Jakarta, Kompas
Kapal pengangkut peti kemas, MV Kota Indah, yang diduga sebagai penyebab putusnya kabel listrik bawah laut (submarine cable) dari Jawa ke Madura, diketahui melego (melabuh) jangkar di daerah terlarang. Setelah melabuh jangkar sepanjang lima segel (setiap segel 27 meter), kapal berbendera Singapura itu larat (hanyut) sepanjang kurang lebih 0,4 mil melewati kabel listrik.
Dirjen Perhubungan Laut Agus Rudyanto mengungkapkan kepada Kompas dan Media Indonesia, di Jakarta, Senin (22/2), kapal yang berisi peti kemas sebanyak 599 TEUs (Twenty Feet Equivalent Units) itu hanyut sampai masuk ke daerah larangan berlabuh jangkar dan melewati kabel listrik. Diperki-rakan, pada saat masuk ke daerah larangan, jangkar kapal tersebut menyangkut kabel listrik, sehingga terjadi kerusakan.
Kapal yang dinahkodai Capt Shaukat Ali Akhtar itu, menurut Agus, kini tidak diperbolehkan meneruskan perjalanannya. Bahkan kemarin dilakukan koordinasi penyelesaian kerusakan kabel laut Jawa-Madura di Kantor Administrator Pelabuhan Tanjungperak, Surabaya. Hadir dalam rapat koordinasi itu pihak Kanwil XIII Dephub Jatim, Pelindo III Surabaya, PT PLN, PT Pelni, PT Sillo Bahari Nusantara (wakil Asuransi P & I dari Inggris), dan wakil pemilik kapal dari Singapura.
Agus mengharapkan, dalam rapat koordinasi itu pihak pemilik kapal mau mengakui kesalahannya dan bersedia mengganti kerugian. Apabila tidak ada kesepakatan, maka masalah ini akan dibawa ke pengadilan Mahkamah Pelayaran.
Mencari diesel
Dirjen Listrik dan Pengembangan Energi (LPE) Endro Utomo Notodisuryo menjelaskan, PT PLN sudah diperintahkan mencari jalan keluar secepatnya agar aliran listrik di Madura bisa dipulihkan. Langkah jangka pendek yang akan ditempuh antara lain, pemerintah akan menyediakan generator, terutama untuk keperluan mendesak, seperti rumah sakit atau kantor-kantor pemerintah.
"Kalau perlu kita mencari diesel dari Singapura. Yang penting diupayakan bagaimana secepatnya listrik bisa menyala kembali," kata Endro.

> Deskripsi Tugas
Tuliskan kembali tanpa perubahan bagian kutipan di atas, mulai dari "Dirjen Perhubungan Laut" hingga "sehingga terjadi kerusakan.". Jawablah semata-mata berdasarkan kutipan di atas.

> Data Tersimpan
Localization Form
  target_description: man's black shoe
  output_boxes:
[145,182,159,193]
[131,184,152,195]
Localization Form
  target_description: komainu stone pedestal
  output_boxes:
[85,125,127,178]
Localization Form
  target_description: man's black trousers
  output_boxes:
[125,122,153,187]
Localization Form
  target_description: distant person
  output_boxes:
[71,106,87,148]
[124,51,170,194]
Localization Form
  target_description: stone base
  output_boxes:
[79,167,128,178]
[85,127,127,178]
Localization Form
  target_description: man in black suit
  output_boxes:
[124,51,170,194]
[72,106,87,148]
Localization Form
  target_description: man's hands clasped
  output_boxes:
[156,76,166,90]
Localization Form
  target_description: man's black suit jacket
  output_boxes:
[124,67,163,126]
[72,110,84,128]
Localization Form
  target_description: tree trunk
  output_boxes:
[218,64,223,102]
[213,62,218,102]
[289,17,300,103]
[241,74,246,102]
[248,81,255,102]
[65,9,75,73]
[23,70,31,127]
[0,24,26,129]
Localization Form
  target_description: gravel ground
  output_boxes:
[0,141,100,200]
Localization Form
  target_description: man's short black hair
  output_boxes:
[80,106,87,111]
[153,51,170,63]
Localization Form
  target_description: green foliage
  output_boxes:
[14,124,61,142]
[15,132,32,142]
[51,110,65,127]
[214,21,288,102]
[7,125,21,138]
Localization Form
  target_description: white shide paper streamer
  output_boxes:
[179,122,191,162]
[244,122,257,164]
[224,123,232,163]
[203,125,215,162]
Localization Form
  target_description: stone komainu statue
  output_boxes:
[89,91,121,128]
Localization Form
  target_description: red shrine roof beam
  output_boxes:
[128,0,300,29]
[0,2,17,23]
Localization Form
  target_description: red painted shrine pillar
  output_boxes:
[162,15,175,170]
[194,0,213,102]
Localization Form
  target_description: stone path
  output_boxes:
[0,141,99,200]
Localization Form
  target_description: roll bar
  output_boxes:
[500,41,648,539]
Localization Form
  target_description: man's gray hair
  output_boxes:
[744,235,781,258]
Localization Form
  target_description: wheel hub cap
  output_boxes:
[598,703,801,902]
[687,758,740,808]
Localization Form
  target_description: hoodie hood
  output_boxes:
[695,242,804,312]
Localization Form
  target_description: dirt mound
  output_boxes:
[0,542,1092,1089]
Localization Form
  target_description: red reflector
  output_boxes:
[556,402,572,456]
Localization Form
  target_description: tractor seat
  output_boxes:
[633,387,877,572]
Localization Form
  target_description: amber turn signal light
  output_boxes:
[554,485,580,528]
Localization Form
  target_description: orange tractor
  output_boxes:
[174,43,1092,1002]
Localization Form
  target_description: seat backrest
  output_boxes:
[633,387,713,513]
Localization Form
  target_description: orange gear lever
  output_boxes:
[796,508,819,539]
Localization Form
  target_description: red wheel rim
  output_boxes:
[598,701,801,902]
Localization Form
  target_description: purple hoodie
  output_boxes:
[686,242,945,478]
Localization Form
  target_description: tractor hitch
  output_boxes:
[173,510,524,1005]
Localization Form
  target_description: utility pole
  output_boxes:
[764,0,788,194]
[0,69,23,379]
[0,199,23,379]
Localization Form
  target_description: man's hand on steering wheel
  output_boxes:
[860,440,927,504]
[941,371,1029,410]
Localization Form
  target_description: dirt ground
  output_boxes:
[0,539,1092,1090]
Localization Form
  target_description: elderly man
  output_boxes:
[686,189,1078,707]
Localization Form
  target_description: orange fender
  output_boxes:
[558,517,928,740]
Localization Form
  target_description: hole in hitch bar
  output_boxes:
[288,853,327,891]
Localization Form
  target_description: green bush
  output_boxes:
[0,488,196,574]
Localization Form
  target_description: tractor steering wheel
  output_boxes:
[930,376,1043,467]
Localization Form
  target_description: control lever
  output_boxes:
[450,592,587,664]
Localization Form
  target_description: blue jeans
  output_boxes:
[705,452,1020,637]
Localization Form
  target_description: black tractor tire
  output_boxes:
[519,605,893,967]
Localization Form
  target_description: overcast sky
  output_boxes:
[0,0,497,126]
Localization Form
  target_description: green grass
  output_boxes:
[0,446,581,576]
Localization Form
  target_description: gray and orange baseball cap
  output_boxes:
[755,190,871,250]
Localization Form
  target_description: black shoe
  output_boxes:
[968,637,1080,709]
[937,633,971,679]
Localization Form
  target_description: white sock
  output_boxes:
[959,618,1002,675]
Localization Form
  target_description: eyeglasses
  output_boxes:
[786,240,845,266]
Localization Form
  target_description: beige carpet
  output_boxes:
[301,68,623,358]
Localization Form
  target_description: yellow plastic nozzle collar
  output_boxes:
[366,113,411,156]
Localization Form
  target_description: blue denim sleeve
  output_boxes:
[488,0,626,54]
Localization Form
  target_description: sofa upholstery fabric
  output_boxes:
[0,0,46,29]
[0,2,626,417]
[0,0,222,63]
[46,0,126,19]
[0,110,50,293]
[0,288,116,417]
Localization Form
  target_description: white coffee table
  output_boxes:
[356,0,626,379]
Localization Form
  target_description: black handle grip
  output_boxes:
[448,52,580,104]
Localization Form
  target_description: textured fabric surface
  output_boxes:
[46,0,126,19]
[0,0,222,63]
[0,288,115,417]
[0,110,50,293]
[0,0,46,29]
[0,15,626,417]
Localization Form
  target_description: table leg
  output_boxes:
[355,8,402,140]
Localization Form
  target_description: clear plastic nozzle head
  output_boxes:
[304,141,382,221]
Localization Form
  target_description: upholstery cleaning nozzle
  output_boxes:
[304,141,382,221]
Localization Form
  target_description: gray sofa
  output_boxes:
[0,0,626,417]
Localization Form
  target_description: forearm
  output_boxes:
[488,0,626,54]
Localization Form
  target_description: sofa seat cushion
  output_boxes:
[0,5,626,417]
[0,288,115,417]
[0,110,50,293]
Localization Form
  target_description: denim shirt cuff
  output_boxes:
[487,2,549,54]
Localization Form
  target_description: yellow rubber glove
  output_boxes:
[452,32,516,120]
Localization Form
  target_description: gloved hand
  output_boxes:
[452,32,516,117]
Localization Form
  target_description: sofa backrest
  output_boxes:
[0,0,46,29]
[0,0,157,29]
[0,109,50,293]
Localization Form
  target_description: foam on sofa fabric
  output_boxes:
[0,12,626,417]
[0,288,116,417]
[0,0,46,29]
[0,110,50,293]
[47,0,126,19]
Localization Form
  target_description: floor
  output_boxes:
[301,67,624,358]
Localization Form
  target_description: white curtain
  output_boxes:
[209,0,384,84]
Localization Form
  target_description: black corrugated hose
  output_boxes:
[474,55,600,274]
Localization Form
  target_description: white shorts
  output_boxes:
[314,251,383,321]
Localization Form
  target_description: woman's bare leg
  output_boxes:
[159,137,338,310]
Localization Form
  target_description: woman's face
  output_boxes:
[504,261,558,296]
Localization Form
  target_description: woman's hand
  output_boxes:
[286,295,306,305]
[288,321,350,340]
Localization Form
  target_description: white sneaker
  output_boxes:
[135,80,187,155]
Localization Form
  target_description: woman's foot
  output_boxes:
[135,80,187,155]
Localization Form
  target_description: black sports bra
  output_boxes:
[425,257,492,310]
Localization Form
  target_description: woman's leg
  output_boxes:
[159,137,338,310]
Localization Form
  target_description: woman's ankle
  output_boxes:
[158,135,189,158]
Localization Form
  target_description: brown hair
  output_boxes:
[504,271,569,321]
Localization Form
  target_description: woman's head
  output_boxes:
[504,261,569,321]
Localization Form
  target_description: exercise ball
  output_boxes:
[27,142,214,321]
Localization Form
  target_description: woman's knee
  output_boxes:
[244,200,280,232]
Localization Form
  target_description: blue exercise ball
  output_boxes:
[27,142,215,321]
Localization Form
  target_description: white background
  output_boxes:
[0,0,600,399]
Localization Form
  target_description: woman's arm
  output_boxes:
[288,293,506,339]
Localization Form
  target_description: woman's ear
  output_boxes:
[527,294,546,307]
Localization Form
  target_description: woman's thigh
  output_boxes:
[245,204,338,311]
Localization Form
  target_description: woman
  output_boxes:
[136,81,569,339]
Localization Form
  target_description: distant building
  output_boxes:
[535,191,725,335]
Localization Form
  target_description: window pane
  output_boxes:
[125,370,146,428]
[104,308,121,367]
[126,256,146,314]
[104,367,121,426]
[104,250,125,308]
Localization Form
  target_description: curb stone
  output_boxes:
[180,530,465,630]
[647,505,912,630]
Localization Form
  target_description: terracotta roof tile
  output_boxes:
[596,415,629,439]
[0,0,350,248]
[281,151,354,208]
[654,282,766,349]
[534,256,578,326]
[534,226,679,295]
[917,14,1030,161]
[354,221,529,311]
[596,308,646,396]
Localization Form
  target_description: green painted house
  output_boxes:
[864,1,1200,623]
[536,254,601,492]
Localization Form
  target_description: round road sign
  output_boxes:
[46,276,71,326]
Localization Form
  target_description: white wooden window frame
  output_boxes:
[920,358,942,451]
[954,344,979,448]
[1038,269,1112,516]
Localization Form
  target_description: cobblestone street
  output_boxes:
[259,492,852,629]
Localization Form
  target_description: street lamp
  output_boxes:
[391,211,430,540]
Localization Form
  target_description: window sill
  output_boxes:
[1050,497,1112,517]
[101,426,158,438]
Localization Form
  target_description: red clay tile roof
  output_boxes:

> Jawaban Tugas
Dirjen Perhubungan Laut Agus Rudyanto mengungkapkan kepada Kompas dan Media Indonesia, di Jakarta, Senin (22/2), kapal yang berisi peti kemas sebanyak 599 TEUs (Twenty Feet Equivalent Units) itu hanyut sampai masuk ke daerah larangan berlabuh jangkar dan melewati kabel listrik. Diperki-rakan, pada saat masuk ke daerah larangan, jangkar kapal tersebut menyangkut kabel listrik, sehingga terjadi kerusakan.